- _REQUIREMENT_:
In the entries below, swap each occurrence of "Locate" for "Find". Write out all the entries again with no other change.

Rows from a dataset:
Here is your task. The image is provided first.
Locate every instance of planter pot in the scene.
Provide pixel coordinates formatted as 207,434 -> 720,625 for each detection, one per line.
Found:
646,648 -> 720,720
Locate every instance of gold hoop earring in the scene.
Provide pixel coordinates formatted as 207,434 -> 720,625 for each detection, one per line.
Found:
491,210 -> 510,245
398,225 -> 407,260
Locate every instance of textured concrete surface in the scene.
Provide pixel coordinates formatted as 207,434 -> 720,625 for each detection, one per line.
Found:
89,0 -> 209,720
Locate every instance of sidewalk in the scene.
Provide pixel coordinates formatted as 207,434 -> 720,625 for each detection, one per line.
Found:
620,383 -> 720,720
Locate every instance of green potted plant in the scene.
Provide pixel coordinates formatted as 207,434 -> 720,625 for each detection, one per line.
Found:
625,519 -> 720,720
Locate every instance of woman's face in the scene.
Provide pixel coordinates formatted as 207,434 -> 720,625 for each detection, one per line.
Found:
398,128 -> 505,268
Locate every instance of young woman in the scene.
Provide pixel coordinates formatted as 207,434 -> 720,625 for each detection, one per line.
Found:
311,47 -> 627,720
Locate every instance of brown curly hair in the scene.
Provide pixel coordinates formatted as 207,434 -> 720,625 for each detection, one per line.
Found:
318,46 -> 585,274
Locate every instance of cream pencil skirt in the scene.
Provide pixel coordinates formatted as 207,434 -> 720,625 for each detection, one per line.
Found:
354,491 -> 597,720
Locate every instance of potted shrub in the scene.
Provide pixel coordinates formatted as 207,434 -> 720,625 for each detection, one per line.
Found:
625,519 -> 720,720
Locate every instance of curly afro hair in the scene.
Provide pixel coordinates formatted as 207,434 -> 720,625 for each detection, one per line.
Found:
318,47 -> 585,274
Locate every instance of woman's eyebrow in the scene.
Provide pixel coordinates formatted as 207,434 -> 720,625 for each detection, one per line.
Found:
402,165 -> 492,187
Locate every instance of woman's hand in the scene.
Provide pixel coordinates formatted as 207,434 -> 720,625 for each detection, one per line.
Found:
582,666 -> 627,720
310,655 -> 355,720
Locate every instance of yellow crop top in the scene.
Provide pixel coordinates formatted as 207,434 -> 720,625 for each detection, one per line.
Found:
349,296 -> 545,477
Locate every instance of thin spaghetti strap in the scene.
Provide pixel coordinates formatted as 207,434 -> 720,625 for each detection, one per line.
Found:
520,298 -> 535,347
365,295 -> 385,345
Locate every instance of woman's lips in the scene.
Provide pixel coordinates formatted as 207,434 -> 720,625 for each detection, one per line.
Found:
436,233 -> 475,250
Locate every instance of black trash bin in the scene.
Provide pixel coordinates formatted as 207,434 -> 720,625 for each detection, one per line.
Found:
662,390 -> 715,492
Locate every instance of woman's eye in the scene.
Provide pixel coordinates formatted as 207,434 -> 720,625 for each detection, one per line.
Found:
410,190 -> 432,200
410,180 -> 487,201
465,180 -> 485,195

- _RESULT OF THIS TASK_:
Here is your task. The image is provided first.
Find every instance of planter pot in the scene.
Provide pixel coordinates formatted as 207,434 -> 720,625 for each detection, one per line.
Found:
646,648 -> 720,720
Find every instance of gold hoop earring in the scene.
Provide pixel coordinates formatted as 207,434 -> 720,625 for each detection, one per line.
Found:
491,210 -> 510,245
398,225 -> 407,260
Find every instance of textured concrete surface in the scene.
Provide pixel coordinates formatted as 207,434 -> 720,625 for each detection, one per line.
Found:
89,0 -> 209,720
Find every instance of sidewalk in the scene.
Provide pixel coordinates formatted as 207,434 -> 720,625 for each detection, one per line.
Found:
620,383 -> 720,720
Find every instance of green potted plant in the scene.
Provide pixel coordinates formatted as 207,434 -> 720,625 for each detection, one per line.
Found:
625,519 -> 720,720
Find every instance of woman's face in the scene.
Provide pixel coordinates formatted as 207,434 -> 720,625 for each detection, one per line.
Found:
398,128 -> 505,268
Find every instance of young woman in the scene.
Provide pixel coordinates formatted as 207,434 -> 720,625 for each detection, one per line.
Found:
311,47 -> 627,720
Find every instance of brown curly hair in the scene.
Provide pixel coordinates formatted as 207,434 -> 720,625 for each detection, one per line.
Found:
318,46 -> 585,274
Find every instance of cream pencil skirt in the scene.
Provide pixel coordinates formatted as 207,434 -> 720,625 for each detection, one per line.
Found:
354,491 -> 597,720
Find every instance of potted shrub in the scene.
Provide pixel coordinates formatted as 207,434 -> 720,625 for each detection, one per line.
Found:
625,519 -> 720,720
Find every instance of curly afro hair in the scene.
Provide pixel coordinates formatted as 207,434 -> 720,625 for each detection, one per line.
Found:
318,47 -> 585,274
Find every instance of woman's eyebrow in the scene.
Provide pixel coordinates formatted as 207,434 -> 720,625 for each detection, one per line.
Found:
402,165 -> 492,187
Find every instance of woman's hand in the scene.
Provide pixel coordinates formatted as 207,434 -> 720,625 for each detection, one per line.
Found:
582,666 -> 627,720
310,655 -> 355,720
Find every instance of yellow crop top in the scene.
Provide pixel coordinates formatted as 207,434 -> 720,625 for each detection, one per line.
Found:
349,296 -> 545,477
Find every instance of thin spaghetti strap in the scene.
Provide pixel coordinates formatted as 207,434 -> 720,625 for each detection, one per line.
Found:
520,298 -> 535,347
365,295 -> 385,345
Find every instance of woman's lips in the scene.
Provide pixel coordinates formatted as 207,434 -> 720,625 for each detection, one per line.
Found:
436,233 -> 475,250
Find every instance of black trash bin in the scene.
Provide pixel coordinates formatted as 207,434 -> 720,625 for each detection, one per line.
Found:
662,390 -> 715,492
Find every instance of woman's eye in the scene.
Provide pixel coordinates formatted as 207,434 -> 720,625 for each detection, one per line.
Found:
410,190 -> 432,200
410,180 -> 487,201
465,180 -> 485,195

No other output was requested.